─── Records for this task

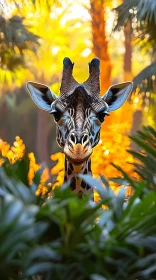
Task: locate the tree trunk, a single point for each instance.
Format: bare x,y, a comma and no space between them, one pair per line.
42,131
127,65
128,76
42,137
100,44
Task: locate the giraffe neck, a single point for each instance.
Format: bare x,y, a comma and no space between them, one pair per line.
71,171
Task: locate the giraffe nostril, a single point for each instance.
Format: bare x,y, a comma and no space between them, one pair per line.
72,139
85,139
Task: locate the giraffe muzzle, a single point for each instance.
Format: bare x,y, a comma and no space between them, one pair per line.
78,148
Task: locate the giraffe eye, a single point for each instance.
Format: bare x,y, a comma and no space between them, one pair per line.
101,116
57,115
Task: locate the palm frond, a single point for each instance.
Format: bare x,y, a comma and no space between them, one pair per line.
144,12
146,79
14,39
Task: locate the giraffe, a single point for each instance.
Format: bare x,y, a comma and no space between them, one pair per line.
79,112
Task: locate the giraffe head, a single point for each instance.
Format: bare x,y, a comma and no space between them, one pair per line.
79,111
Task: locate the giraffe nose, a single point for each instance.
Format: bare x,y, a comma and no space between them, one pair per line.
74,139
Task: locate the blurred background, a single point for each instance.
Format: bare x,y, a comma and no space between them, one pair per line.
35,36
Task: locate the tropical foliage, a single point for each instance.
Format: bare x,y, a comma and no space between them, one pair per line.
63,237
143,17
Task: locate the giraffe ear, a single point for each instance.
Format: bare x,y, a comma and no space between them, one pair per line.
41,95
117,95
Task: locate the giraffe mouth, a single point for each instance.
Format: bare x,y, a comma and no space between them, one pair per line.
78,154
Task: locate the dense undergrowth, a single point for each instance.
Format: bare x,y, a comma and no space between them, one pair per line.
63,237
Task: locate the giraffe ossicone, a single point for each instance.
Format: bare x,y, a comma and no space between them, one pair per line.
79,112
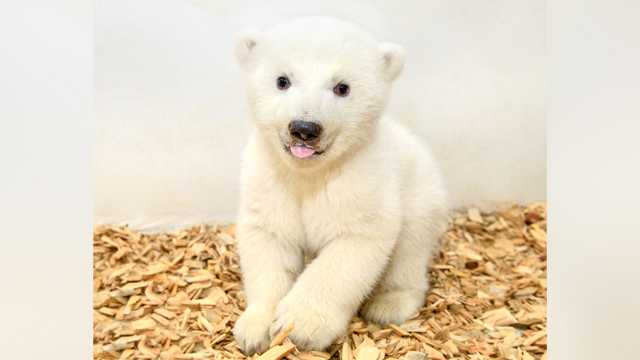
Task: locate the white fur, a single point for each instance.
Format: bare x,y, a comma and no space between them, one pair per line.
368,211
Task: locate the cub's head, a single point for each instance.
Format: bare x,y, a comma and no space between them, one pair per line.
317,87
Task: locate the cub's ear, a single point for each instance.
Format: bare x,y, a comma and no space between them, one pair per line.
245,47
392,59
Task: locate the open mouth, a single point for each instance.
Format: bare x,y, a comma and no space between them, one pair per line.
302,151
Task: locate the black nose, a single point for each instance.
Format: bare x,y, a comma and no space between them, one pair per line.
304,130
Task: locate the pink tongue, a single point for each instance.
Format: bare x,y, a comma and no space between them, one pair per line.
301,151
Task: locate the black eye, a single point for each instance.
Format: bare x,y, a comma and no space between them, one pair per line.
283,83
341,90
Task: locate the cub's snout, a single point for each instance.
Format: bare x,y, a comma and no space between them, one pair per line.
304,130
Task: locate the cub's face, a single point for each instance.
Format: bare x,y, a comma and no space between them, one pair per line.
317,87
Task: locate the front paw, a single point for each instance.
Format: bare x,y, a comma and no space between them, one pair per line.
314,327
251,330
393,307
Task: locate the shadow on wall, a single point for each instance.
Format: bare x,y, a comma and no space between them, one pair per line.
172,114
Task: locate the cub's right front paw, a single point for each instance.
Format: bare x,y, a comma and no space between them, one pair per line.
252,329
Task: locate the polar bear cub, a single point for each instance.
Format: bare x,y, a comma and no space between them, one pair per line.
327,178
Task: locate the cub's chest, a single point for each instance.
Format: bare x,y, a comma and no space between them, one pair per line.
321,218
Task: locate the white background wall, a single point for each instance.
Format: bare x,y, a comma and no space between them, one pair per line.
172,117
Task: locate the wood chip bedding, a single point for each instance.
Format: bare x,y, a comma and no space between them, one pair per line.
177,295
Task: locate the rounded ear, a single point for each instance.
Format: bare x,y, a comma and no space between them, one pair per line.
392,59
245,47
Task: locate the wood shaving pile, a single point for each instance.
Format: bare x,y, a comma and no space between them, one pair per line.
177,295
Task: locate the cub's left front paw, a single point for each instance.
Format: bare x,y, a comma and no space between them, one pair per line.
313,328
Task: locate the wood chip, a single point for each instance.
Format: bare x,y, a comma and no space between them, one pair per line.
177,295
277,352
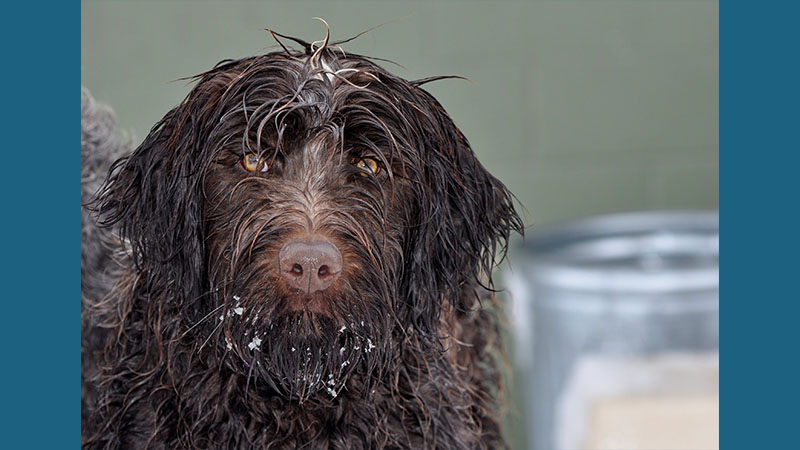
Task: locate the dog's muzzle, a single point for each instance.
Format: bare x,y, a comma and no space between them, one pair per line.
310,264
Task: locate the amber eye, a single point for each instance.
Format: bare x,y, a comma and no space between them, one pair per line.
368,165
251,162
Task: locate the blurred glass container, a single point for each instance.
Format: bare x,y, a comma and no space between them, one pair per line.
601,300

──────

= Task instructions =
Note each line of the entries that has "blurred" in it, and copy those lines.

= Exercise output =
Task: locate the blurred background, a single point for each instance.
Task: locate the blurred glass container, a single point for each instance.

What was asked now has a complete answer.